Journal of Physical Chemistry B, Vol.122, No.39, 9087-9101, 2018
Generating Intrinsically Disordered Protein Conformational Ensembles from a Database of Ramachandran Space Pair Residue Probabilities Using a Markov Chain
Intrinsically disordered proteins (IDPs), involved in regulatory pathways and cell signaling, sample a range of conformations. Constructing structural ensembles of IDPs is a difficult task for both experiment and simulation. In this work, we produce potential IDP ensembles using an existing database of pair residue phi and psi angle probabilities chosen from turn, coil, and bend parts of sequences from the Protein Data Bank. For all residue pair types, a k-means-based discretization is used to create a set of rotamers and their probabilities in this pair Ramachandran space. For a given sequence, a Markov-based probabilistic algorithm is used to create Ramachandran space database-Markov ensembles that are converted to Cartesian coordinates of the backbone atoms. From these Cartesian coordinates and phi and psi dihedral angles of a sequence, various observables: the radius of gyration and shape parameters, the distance probability distribution that is related to the small-angle X-ray scattering intensity, atom-atom contact percentages, local structural information, NMR three- bond J couplings, CA chemical shifts, and residual dipolar couplings are evaluated. A benchmark set of ensembles for 16 residue, regular sequences is constructed and used to validate the method and to explore the implications of the database for some of the above-mentioned observables. Then, we examine a set of nonapeptides of the form EGAAXAASS where X denotes residues of different characters. These peptides were studied by NMR, and subsequent molecular dynamics (MD) simulations were carried out using various force fields to find which one best agrees with the NMR data. Our analysis of these peptides shows that the combination of the database and the Markov algorithm yields ensembles that agree very well with the NMR and MD results for the above-listed observables. Thus, this database-Markov method is a promising method to generate IDP conformational ensembles.

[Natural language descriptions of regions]
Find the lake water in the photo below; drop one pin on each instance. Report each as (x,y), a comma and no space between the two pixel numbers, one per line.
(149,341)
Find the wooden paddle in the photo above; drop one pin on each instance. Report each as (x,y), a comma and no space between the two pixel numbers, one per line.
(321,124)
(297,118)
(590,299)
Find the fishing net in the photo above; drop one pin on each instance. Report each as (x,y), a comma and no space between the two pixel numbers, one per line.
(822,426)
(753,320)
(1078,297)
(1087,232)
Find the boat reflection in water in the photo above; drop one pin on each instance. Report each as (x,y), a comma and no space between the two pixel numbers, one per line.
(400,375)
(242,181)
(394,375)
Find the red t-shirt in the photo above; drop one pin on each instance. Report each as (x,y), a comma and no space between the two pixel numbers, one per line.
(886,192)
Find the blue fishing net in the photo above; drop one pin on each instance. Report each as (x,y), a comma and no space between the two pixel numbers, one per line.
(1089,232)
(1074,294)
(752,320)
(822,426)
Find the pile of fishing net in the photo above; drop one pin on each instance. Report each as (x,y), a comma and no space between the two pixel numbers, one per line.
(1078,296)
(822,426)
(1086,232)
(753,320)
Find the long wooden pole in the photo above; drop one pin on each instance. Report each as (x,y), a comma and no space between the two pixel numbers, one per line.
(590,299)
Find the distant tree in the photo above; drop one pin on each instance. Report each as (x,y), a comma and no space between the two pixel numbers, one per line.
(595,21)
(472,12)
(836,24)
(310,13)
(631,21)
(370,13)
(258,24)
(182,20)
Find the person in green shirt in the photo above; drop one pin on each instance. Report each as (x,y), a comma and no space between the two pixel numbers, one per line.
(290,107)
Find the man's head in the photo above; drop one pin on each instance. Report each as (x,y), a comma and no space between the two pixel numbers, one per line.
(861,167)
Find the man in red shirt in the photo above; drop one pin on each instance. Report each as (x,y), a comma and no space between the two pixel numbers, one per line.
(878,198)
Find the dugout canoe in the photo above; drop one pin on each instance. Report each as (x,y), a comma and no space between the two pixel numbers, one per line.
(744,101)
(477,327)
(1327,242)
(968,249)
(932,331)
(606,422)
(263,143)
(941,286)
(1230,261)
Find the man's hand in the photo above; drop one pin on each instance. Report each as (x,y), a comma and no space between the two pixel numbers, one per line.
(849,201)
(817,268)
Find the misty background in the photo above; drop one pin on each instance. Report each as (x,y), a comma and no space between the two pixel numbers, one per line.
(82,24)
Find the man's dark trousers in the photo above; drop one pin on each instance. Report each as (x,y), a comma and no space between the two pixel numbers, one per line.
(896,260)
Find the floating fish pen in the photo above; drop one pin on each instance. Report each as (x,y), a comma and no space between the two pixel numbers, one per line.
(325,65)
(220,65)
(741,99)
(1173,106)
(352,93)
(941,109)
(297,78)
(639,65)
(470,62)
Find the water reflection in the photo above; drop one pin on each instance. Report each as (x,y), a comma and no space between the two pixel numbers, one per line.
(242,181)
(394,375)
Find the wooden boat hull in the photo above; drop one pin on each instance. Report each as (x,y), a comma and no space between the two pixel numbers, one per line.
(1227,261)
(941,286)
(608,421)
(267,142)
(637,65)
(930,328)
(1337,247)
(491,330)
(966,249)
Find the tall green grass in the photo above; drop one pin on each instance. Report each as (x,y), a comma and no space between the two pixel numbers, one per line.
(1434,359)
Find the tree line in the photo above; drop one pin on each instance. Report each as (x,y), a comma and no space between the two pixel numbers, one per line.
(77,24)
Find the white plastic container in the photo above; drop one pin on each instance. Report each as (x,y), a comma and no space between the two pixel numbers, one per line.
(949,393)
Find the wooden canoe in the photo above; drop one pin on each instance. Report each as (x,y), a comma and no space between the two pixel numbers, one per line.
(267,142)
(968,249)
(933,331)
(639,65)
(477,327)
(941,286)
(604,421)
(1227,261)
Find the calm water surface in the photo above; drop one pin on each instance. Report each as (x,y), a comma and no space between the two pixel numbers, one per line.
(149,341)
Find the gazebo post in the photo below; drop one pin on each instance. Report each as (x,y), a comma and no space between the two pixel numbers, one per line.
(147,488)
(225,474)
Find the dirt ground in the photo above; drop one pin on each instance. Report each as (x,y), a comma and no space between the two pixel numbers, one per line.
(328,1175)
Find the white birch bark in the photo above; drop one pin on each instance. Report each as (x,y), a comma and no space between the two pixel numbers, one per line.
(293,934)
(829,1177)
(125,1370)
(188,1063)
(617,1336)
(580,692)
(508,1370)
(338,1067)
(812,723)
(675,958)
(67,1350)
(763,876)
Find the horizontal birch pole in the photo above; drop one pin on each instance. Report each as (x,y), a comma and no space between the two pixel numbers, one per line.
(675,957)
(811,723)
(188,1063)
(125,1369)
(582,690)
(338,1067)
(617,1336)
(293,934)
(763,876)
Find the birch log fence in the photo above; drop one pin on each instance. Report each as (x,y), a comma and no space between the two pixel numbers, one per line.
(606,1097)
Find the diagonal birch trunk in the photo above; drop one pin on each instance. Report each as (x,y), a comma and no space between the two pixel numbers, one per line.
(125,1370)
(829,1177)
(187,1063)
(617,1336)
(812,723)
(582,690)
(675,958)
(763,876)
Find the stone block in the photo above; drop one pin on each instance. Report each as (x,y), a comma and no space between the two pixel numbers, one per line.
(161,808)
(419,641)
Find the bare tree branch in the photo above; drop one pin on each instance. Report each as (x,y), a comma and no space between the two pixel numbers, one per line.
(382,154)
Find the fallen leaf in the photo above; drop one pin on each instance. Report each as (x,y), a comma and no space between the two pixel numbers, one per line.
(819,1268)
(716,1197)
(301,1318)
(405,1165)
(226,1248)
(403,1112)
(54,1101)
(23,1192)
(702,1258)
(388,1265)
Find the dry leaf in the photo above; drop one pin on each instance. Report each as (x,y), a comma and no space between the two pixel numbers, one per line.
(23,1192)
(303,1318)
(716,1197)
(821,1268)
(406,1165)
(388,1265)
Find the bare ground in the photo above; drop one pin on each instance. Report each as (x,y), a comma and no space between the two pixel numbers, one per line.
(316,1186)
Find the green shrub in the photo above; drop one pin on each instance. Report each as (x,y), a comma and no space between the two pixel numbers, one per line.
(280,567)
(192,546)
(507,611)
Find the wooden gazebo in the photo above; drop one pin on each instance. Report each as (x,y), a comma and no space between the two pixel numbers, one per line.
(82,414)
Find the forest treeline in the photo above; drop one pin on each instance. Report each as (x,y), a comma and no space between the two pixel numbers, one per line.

## To do
Translate this sentence from the abstract on disordered protein ensembles into Spanish: "Constructing structural ensembles of IDPs is a difficult task for both experiment and simulation."

## Exercise answer
Construir conjuntos estructurales de IDP es una tarea difícil tanto para el experimento como para la simulación.